'''

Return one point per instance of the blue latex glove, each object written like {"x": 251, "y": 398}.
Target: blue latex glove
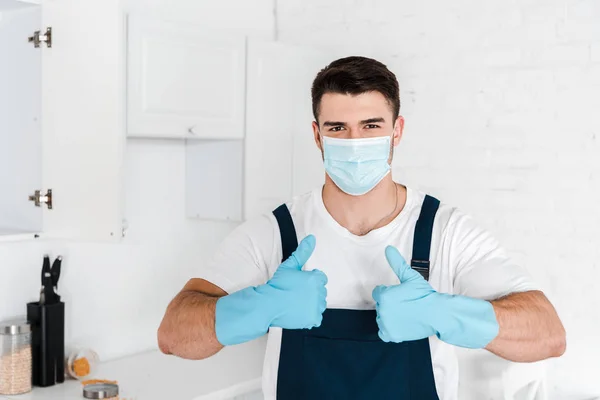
{"x": 413, "y": 310}
{"x": 291, "y": 299}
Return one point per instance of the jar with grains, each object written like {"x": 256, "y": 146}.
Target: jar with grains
{"x": 15, "y": 357}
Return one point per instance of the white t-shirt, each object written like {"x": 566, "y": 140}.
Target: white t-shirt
{"x": 465, "y": 259}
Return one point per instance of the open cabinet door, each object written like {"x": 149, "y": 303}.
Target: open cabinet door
{"x": 20, "y": 131}
{"x": 281, "y": 158}
{"x": 83, "y": 118}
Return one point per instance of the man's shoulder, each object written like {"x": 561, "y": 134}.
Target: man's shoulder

'''

▶ [任务目标] 请把上面的全部材料逐行转写为 Markdown 表格，两列分别为"序号"和"行内容"，空行略去不计。图片不要放进答案。

▶ [任务答案]
| 序号 | 行内容 |
|---|---|
| 1 | Return one point per instance of the blue latex glove, each object written like {"x": 251, "y": 398}. |
| 2 | Target: blue latex glove |
| 3 | {"x": 413, "y": 310} |
| 4 | {"x": 291, "y": 299} |
| 5 | Return one point per instance of the jar with grains, each object written like {"x": 256, "y": 146}. |
| 6 | Target: jar with grains |
| 7 | {"x": 15, "y": 357} |
| 8 | Return one point per instance of the white t-shirt, each object written like {"x": 566, "y": 140}. |
| 9 | Target: white t-shirt |
| 10 | {"x": 465, "y": 259} |
| 11 | Return one point per instance of the open cabinet door, each object written like {"x": 149, "y": 303}. |
| 12 | Target: open cabinet door |
| 13 | {"x": 20, "y": 131} |
| 14 | {"x": 281, "y": 158} |
| 15 | {"x": 83, "y": 118} |
| 16 | Return one point per instance of the man's shoulder, each object written like {"x": 561, "y": 134}. |
| 17 | Target: man's shoulder |